● WHAT TO DO: State how many lines of the material contain the word "brown". Give only the number.

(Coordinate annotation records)
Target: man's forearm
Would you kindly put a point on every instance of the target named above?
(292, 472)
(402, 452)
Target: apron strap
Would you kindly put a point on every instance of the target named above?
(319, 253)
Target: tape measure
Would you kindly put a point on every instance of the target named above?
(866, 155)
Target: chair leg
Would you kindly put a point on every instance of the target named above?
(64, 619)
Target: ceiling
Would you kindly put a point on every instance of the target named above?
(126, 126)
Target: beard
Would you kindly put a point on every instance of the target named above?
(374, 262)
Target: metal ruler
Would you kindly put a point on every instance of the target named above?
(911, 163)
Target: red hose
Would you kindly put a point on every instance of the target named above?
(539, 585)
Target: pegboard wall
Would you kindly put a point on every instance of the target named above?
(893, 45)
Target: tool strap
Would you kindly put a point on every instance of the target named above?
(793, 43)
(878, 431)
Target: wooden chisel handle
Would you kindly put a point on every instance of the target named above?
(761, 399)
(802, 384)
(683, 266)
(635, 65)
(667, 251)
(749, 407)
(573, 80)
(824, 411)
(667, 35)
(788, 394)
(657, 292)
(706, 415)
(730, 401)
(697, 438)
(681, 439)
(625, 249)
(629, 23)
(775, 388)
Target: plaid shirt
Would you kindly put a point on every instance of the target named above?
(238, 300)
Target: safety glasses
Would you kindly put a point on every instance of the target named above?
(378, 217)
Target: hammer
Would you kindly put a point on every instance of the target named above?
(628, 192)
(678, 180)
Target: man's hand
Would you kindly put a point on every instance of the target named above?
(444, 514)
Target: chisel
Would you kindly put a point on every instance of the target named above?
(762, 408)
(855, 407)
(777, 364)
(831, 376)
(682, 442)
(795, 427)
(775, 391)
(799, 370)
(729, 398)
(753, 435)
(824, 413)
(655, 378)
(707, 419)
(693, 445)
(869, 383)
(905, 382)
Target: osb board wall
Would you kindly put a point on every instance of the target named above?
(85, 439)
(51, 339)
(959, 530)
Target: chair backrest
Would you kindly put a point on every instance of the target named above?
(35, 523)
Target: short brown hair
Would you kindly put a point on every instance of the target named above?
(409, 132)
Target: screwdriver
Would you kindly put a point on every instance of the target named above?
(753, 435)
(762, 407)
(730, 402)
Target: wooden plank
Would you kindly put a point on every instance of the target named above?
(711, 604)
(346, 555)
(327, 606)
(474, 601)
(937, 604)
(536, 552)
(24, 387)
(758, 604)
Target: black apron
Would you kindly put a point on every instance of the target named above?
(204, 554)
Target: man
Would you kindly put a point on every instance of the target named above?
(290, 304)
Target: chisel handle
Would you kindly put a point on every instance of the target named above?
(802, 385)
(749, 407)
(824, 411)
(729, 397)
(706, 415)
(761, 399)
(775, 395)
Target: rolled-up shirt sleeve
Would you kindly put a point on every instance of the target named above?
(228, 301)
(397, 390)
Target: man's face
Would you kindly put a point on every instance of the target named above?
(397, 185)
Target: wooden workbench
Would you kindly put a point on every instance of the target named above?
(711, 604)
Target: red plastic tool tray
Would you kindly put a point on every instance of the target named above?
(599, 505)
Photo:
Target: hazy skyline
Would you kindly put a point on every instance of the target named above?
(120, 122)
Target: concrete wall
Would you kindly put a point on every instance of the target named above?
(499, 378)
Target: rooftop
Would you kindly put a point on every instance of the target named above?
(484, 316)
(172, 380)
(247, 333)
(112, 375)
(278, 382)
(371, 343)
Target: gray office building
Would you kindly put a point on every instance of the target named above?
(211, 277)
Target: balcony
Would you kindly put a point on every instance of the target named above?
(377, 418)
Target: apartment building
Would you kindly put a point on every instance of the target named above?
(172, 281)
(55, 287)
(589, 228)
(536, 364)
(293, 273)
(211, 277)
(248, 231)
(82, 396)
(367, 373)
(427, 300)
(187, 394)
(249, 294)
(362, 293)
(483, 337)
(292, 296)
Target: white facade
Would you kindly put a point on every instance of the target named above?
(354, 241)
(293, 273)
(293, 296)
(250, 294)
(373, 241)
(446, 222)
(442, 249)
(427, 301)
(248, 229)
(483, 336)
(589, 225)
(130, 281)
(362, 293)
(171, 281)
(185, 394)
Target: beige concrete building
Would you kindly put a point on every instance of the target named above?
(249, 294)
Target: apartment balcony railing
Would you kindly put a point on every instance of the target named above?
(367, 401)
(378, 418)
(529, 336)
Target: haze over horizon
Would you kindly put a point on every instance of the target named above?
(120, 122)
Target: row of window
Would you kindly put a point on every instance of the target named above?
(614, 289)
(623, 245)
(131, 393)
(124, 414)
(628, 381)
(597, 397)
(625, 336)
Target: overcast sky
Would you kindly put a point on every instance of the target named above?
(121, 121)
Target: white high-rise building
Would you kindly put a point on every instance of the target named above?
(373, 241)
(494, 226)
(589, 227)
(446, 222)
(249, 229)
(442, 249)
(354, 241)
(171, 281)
--
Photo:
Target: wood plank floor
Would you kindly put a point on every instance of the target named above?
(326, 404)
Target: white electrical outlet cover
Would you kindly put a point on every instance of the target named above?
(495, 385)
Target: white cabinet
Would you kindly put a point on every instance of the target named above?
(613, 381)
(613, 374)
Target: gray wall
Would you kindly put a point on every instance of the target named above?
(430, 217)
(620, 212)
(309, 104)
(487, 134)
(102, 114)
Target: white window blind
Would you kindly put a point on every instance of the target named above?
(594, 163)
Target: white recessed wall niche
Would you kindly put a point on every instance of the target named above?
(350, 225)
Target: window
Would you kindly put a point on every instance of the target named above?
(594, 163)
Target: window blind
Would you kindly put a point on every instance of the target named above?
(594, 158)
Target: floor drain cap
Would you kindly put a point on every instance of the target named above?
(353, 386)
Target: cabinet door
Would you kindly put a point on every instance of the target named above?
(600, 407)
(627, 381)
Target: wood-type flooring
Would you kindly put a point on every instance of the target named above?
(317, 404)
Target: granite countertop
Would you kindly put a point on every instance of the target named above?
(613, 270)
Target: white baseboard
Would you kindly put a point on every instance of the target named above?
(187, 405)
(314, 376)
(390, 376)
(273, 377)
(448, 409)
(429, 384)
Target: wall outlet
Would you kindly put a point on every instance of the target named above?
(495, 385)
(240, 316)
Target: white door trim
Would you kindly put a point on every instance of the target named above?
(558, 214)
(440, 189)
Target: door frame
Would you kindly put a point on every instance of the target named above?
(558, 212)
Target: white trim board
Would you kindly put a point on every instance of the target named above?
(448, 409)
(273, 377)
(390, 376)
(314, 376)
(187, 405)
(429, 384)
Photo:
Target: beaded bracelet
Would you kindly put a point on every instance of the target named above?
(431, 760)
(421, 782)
--
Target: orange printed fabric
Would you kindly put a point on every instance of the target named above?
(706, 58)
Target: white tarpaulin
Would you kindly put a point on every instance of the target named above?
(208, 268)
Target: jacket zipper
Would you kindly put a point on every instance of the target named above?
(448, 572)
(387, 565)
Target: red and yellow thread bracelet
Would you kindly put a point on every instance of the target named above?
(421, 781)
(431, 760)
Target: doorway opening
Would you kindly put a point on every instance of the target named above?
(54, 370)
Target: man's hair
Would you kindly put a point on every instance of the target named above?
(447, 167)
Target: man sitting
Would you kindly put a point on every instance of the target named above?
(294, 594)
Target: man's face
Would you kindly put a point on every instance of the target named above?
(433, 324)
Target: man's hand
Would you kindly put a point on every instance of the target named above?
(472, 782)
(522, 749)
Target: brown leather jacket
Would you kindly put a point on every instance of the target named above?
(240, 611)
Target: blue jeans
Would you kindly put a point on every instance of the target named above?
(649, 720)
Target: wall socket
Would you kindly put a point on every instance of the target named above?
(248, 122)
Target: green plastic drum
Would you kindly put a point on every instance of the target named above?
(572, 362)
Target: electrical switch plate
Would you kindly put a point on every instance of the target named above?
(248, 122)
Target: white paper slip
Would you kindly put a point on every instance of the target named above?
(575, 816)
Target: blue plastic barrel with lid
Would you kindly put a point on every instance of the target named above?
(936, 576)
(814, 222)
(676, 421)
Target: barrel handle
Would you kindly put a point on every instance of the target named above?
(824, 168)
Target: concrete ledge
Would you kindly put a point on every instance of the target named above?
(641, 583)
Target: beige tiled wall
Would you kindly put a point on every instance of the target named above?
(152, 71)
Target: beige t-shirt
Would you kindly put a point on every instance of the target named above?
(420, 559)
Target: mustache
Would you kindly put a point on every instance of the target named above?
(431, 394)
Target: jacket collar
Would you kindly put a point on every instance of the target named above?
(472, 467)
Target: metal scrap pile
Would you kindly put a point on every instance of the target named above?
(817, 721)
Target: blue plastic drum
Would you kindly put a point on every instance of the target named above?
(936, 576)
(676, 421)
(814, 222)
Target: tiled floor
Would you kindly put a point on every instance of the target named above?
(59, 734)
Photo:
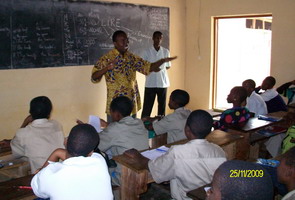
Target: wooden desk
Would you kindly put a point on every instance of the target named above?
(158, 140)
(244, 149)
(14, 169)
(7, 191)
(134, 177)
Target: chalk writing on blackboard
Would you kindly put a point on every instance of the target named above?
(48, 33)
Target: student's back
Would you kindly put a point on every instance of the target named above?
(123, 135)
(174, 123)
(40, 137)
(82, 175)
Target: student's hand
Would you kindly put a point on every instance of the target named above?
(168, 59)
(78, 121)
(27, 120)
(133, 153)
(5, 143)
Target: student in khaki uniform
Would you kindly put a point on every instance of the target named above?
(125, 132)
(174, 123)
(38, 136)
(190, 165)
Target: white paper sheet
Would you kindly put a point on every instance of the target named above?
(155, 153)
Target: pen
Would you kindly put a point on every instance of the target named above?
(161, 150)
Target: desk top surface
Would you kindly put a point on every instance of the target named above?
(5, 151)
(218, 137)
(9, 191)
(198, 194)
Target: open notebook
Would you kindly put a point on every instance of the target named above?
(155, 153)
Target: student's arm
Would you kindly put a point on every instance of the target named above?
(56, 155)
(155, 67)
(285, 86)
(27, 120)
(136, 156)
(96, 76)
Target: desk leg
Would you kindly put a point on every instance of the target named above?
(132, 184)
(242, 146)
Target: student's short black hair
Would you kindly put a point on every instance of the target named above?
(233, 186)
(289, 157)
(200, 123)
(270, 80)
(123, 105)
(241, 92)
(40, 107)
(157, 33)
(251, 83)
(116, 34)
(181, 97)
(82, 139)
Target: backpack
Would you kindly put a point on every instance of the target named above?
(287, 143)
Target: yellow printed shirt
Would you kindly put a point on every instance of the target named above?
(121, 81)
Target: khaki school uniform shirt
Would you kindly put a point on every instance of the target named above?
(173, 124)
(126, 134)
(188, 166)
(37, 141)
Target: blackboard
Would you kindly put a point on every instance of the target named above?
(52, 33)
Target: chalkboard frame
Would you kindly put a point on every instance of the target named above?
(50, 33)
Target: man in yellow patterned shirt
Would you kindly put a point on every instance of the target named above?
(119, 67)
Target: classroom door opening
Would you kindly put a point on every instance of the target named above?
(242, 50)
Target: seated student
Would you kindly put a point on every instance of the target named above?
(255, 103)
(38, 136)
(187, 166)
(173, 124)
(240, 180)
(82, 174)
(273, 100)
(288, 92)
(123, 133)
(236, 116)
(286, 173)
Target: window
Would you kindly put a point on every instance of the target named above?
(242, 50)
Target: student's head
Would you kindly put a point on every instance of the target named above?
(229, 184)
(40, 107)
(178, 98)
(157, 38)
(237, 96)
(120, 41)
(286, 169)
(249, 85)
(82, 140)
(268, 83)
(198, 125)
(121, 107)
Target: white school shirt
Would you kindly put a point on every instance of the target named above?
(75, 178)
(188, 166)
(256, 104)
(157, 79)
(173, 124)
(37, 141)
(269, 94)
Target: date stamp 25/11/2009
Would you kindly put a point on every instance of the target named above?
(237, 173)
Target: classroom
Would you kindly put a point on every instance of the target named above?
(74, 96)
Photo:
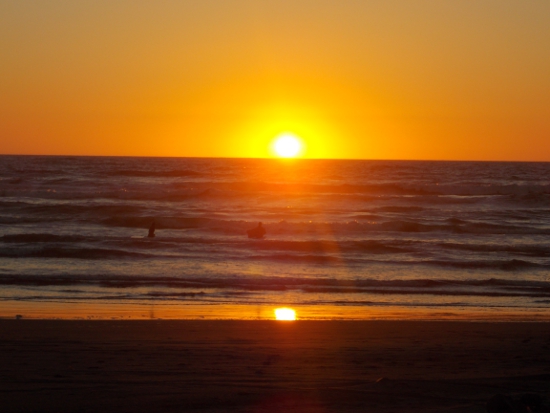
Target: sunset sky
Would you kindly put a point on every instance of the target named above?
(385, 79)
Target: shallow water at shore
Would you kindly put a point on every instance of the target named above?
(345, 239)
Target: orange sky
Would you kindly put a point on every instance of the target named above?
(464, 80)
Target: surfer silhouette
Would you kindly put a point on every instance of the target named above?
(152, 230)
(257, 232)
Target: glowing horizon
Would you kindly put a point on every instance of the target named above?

● COMPLETE OUTPUT: 2